--- WHAT TO PRODUCE ---
Starting from the line containing "Task: tag every instance of the nightstand", write out the rest of the entries exactly, through the final line, including nothing else.

[Named-object pointing records]
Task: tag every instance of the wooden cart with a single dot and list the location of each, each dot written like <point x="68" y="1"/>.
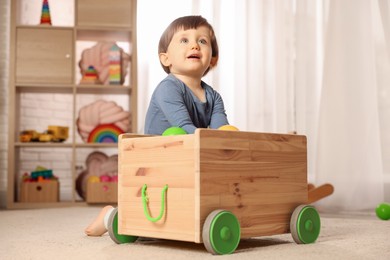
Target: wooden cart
<point x="213" y="187"/>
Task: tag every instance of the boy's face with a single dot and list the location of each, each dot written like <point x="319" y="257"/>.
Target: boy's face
<point x="189" y="52"/>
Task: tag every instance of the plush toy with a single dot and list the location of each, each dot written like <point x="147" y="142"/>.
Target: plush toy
<point x="98" y="164"/>
<point x="98" y="56"/>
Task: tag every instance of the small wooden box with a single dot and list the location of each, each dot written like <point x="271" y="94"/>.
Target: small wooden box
<point x="47" y="191"/>
<point x="102" y="192"/>
<point x="261" y="178"/>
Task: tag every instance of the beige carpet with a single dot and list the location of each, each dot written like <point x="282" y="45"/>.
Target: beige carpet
<point x="58" y="234"/>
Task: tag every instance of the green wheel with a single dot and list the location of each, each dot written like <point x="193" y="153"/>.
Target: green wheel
<point x="305" y="224"/>
<point x="221" y="232"/>
<point x="113" y="230"/>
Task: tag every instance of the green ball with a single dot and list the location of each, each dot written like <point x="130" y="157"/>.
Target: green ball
<point x="383" y="211"/>
<point x="174" y="130"/>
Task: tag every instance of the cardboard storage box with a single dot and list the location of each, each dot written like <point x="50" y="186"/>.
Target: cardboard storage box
<point x="102" y="192"/>
<point x="46" y="191"/>
<point x="261" y="178"/>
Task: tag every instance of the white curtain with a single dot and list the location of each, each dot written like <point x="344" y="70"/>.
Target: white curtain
<point x="349" y="146"/>
<point x="289" y="66"/>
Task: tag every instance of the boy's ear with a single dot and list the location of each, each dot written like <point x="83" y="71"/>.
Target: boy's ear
<point x="213" y="62"/>
<point x="164" y="59"/>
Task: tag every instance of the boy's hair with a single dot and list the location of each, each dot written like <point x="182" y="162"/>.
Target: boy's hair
<point x="186" y="23"/>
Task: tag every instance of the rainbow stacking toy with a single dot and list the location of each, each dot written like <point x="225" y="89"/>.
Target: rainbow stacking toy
<point x="45" y="16"/>
<point x="106" y="133"/>
<point x="115" y="65"/>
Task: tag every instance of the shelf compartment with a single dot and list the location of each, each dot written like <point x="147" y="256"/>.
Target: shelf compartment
<point x="116" y="13"/>
<point x="44" y="55"/>
<point x="88" y="33"/>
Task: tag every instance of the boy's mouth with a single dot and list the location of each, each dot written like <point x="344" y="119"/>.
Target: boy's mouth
<point x="193" y="56"/>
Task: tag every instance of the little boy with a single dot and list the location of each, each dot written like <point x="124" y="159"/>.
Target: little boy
<point x="187" y="50"/>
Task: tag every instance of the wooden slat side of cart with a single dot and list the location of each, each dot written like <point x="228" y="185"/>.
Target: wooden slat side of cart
<point x="261" y="178"/>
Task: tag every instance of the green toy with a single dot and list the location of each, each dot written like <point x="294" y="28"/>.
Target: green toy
<point x="383" y="211"/>
<point x="174" y="130"/>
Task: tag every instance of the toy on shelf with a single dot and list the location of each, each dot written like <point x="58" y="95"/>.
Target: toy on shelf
<point x="90" y="76"/>
<point x="98" y="183"/>
<point x="39" y="186"/>
<point x="107" y="133"/>
<point x="102" y="121"/>
<point x="40" y="174"/>
<point x="52" y="134"/>
<point x="104" y="57"/>
<point x="45" y="16"/>
<point x="115" y="75"/>
<point x="383" y="211"/>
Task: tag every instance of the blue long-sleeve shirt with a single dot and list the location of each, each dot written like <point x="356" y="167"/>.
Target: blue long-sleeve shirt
<point x="174" y="104"/>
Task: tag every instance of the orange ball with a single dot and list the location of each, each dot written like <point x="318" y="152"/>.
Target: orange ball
<point x="228" y="128"/>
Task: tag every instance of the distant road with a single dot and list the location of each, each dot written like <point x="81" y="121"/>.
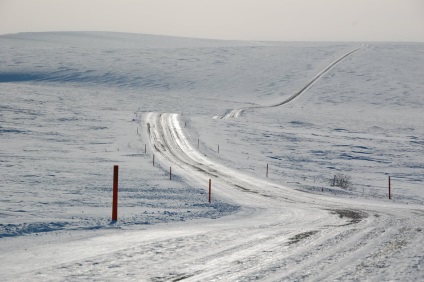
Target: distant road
<point x="235" y="113"/>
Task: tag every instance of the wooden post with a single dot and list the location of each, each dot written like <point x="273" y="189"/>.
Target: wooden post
<point x="115" y="194"/>
<point x="267" y="170"/>
<point x="210" y="190"/>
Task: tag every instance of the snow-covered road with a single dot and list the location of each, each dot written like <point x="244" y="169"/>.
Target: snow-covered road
<point x="235" y="113"/>
<point x="279" y="234"/>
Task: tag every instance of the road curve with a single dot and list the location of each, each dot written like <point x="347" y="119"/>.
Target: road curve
<point x="278" y="234"/>
<point x="235" y="113"/>
<point x="283" y="234"/>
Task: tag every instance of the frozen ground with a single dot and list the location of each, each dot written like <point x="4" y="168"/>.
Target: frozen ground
<point x="75" y="104"/>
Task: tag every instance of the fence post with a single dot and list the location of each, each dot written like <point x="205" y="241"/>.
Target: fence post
<point x="115" y="194"/>
<point x="210" y="190"/>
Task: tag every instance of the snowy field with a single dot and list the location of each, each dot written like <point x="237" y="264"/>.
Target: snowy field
<point x="75" y="104"/>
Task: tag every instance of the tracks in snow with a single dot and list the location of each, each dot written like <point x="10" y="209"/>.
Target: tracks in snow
<point x="278" y="234"/>
<point x="235" y="113"/>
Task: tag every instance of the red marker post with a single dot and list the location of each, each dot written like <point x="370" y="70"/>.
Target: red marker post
<point x="115" y="194"/>
<point x="210" y="190"/>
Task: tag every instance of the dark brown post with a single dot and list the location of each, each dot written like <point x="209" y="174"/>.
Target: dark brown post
<point x="267" y="170"/>
<point x="115" y="194"/>
<point x="210" y="190"/>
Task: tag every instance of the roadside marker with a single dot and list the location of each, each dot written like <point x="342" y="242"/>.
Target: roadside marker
<point x="210" y="190"/>
<point x="267" y="170"/>
<point x="115" y="194"/>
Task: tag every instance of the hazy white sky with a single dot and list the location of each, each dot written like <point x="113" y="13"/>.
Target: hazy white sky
<point x="303" y="20"/>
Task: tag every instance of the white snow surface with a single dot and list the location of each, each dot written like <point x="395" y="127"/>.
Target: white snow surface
<point x="73" y="104"/>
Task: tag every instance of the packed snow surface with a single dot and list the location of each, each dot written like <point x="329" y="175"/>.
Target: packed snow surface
<point x="73" y="105"/>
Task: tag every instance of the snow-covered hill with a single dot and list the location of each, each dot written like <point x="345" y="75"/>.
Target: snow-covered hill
<point x="75" y="104"/>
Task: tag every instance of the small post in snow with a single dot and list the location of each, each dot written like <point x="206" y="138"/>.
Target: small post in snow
<point x="266" y="170"/>
<point x="115" y="194"/>
<point x="210" y="190"/>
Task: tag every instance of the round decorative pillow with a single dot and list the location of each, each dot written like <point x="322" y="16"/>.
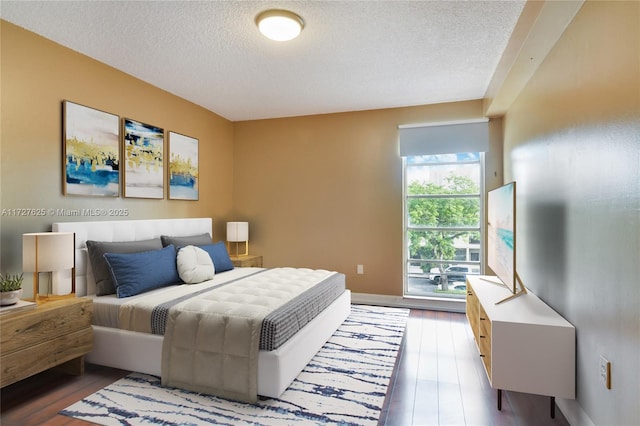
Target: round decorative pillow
<point x="194" y="265"/>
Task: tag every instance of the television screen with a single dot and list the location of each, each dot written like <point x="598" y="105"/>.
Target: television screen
<point x="501" y="234"/>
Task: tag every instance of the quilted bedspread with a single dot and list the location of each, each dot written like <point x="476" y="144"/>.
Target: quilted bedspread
<point x="211" y="342"/>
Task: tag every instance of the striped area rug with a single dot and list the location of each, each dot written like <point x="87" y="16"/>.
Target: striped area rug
<point x="345" y="384"/>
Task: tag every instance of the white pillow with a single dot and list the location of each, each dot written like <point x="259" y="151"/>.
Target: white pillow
<point x="194" y="265"/>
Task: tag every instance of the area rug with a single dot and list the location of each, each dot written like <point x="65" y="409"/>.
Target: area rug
<point x="345" y="384"/>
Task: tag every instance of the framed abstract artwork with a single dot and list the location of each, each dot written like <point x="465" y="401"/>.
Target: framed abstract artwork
<point x="91" y="151"/>
<point x="143" y="158"/>
<point x="183" y="167"/>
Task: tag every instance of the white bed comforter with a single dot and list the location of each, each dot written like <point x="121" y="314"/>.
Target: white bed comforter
<point x="211" y="342"/>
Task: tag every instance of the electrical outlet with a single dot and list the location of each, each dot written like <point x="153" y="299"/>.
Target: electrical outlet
<point x="605" y="372"/>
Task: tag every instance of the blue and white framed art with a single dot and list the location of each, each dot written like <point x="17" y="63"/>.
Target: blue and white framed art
<point x="183" y="167"/>
<point x="91" y="151"/>
<point x="143" y="159"/>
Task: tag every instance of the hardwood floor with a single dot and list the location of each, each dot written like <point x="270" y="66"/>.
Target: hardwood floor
<point x="438" y="380"/>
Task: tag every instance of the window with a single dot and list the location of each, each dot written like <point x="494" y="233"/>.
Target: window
<point x="442" y="211"/>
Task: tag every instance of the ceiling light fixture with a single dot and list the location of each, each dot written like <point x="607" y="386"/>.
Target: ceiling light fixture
<point x="279" y="25"/>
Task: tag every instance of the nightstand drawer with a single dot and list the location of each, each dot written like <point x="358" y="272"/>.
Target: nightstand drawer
<point x="246" y="261"/>
<point x="56" y="333"/>
<point x="34" y="359"/>
<point x="48" y="321"/>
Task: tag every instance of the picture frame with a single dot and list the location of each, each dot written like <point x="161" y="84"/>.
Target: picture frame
<point x="183" y="167"/>
<point x="143" y="160"/>
<point x="91" y="151"/>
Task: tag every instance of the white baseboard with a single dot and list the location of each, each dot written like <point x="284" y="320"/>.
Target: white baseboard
<point x="434" y="304"/>
<point x="573" y="412"/>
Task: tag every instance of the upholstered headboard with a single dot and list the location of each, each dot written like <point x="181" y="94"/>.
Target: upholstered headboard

--- THE COMPLETED TASK ---
Task: tag every instance of the nightstand drawer with a single dot and list the location of each, each dot written like <point x="358" y="272"/>.
Target: nightstand drawer
<point x="246" y="261"/>
<point x="56" y="333"/>
<point x="34" y="359"/>
<point x="48" y="321"/>
Task: tag every instance of the picture frame with a single dot and list the location of each, each dot written like <point x="161" y="84"/>.
Target: picture frame
<point x="183" y="167"/>
<point x="143" y="160"/>
<point x="91" y="151"/>
Task: tag every instance of the white baseboard with a single dot and list the location of each, each dot written like <point x="284" y="320"/>.
Target: white baseboard
<point x="434" y="304"/>
<point x="573" y="412"/>
Task: tag every instance of the upholstered headboard with a single dot and list the location of each, each dot written like <point x="181" y="94"/>.
Target: upholstered headboard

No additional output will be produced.